There are a lot of factors to consider – and a lot of opinions to listen to.
In Canada, there is a strong inclination to buy a home rather than rent. In fact, Canada has one of the highest rates of homeownership in the world. A survey in 2016 found that almost 70% of Canadians owned their own home. (Of course, this means that the demand for housing outpaces the available supply, making it much harder to find an affordable home.)
But, even if home ownership is more desirable, that does not necessarily make it the right choice for you at this stage in your life. There are many people for whom renting is the ideal situation.
In this blog, we will talk about the pros and cons of both renting and buying a home to help you consider which option is best for you.
Renting is often seen as worse than buying a home because renters don’t build any equity. Although you pay a monthly rent to live in your home or apartment, you don’t get any return from it. The residence is not yours, and never will be, no matter how long you stay. Your housing costs go towards helping your landlord to pay his/her mortgage on the property.
But renting is a great option for short-term living. If you are at a stage in life where things are still uncertain – you don’t have a stable job, you’re not ready to put down roots, etc. – then purchasing a house is not the best option.
Renting is flexible. You can sign a lease agreement for various lengths of time, or rent on a month-to-month basis, meaning you can move when you want or need to.
The monthly cost of rent is also generally cheaper than mortgage payments. Plus, it may include additional costs like utilities, hydro, and internet. This also makes your housing costs more stable and predictable, as there will never be additional unforeseen costs. The only time that could really change is if your landlord negotiates a new leasing price at the end of your agreement.

PROBLEM SET:
A. Translate this sentence from the passage on renting versus buying a home into Spanish: "But renting is a great option for short-term living."
B. According to the passage on renting versus buying a home, what share of Canadians owned their own home in the 2016 survey?
C. Write out part of the passage on renting versus buying a home, switching "equity" to "wealth". Begin at the words "Renting is often" and stop after "the best option.".
The items that come after this have a separate origin from the passage.

DATA UNDER STUDY:
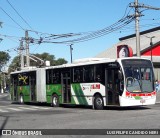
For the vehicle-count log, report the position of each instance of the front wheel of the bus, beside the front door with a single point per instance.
(98, 102)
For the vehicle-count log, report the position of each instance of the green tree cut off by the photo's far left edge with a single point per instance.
(4, 58)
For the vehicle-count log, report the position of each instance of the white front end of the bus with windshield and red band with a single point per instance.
(137, 82)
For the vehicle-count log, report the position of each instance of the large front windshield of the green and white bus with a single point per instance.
(139, 76)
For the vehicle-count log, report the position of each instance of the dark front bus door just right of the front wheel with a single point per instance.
(112, 86)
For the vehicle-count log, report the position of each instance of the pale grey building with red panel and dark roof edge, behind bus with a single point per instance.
(149, 46)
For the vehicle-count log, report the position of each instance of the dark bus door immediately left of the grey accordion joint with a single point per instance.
(32, 84)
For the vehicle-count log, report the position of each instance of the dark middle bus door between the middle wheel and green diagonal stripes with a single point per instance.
(66, 86)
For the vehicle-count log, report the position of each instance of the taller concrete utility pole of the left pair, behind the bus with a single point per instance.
(27, 49)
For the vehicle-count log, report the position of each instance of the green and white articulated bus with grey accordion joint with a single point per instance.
(94, 82)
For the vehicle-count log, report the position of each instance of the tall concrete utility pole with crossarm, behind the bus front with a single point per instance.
(137, 5)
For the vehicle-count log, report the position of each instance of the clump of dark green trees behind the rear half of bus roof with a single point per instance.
(44, 56)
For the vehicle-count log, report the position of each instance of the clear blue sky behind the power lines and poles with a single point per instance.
(46, 17)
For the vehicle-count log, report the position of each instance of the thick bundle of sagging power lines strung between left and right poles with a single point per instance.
(91, 34)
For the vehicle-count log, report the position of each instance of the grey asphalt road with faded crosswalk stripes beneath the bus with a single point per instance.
(15, 116)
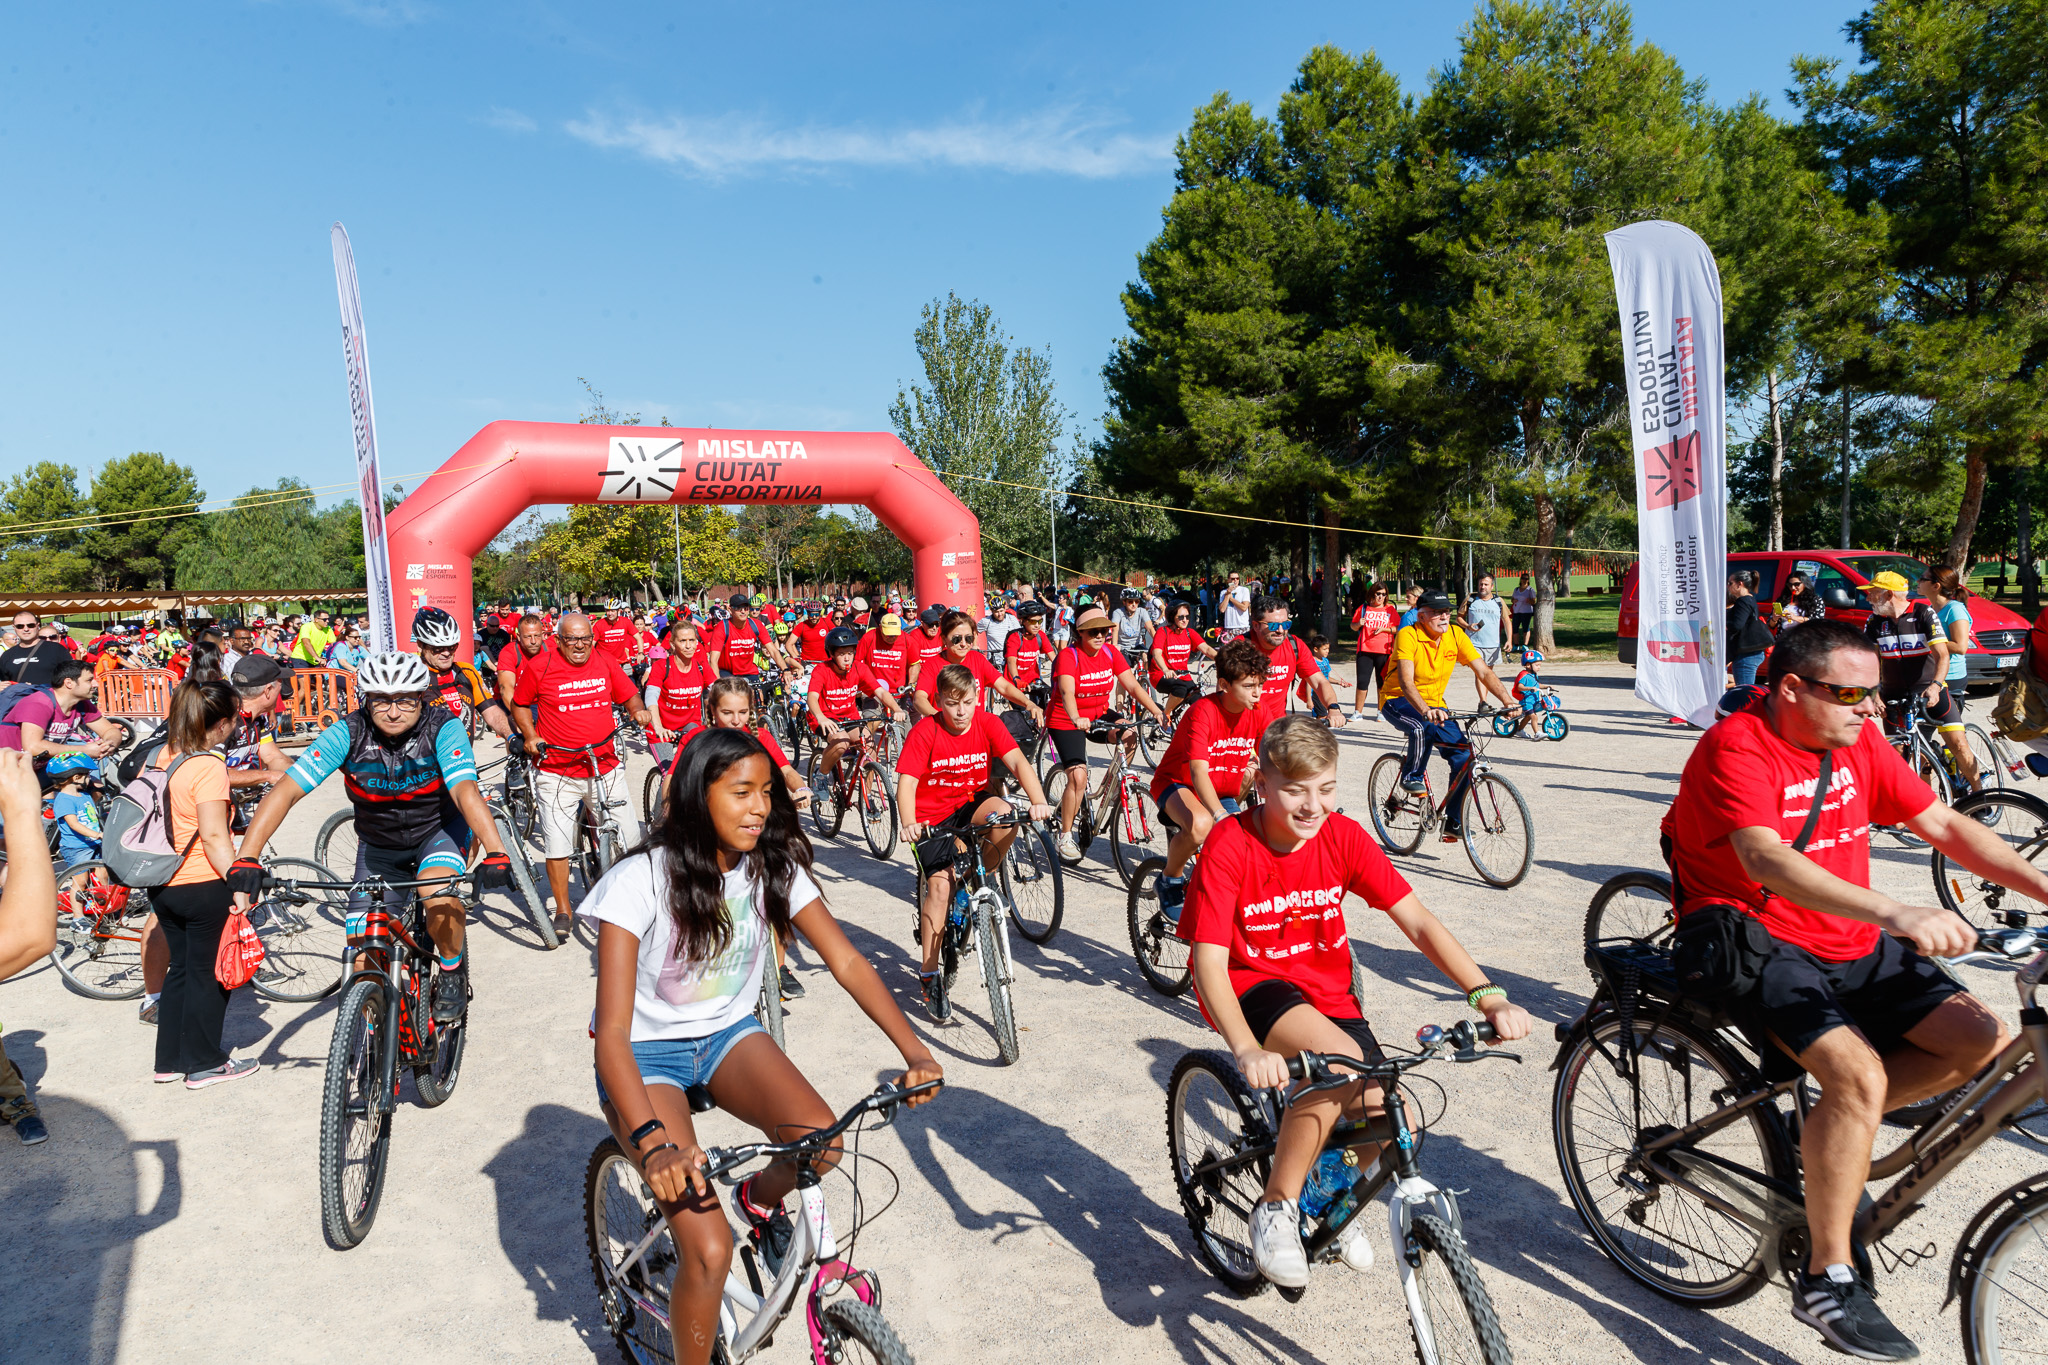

OUTPUTS FOR THE TASKS:
A. Pero alquilar es una gran opción para vivir a corto plazo.

B. Almost 70% of Canadians owned their own home.

C.
Renting is often seen as worse than buying a home because renters don’t build any wealth. Although you pay a monthly rent to live in your home or apartment, you don’t get any return from it. The residence is not yours, and never will be, no matter how long you stay. Your housing costs go towards helping your landlord to pay his/her mortgage on the property.
But renting is a great option for short-term living. If you are at a stage in life where things are still uncertain – you don’t have a stable job, you’re not ready to put down roots, etc. – then purchasing a house is not the best option.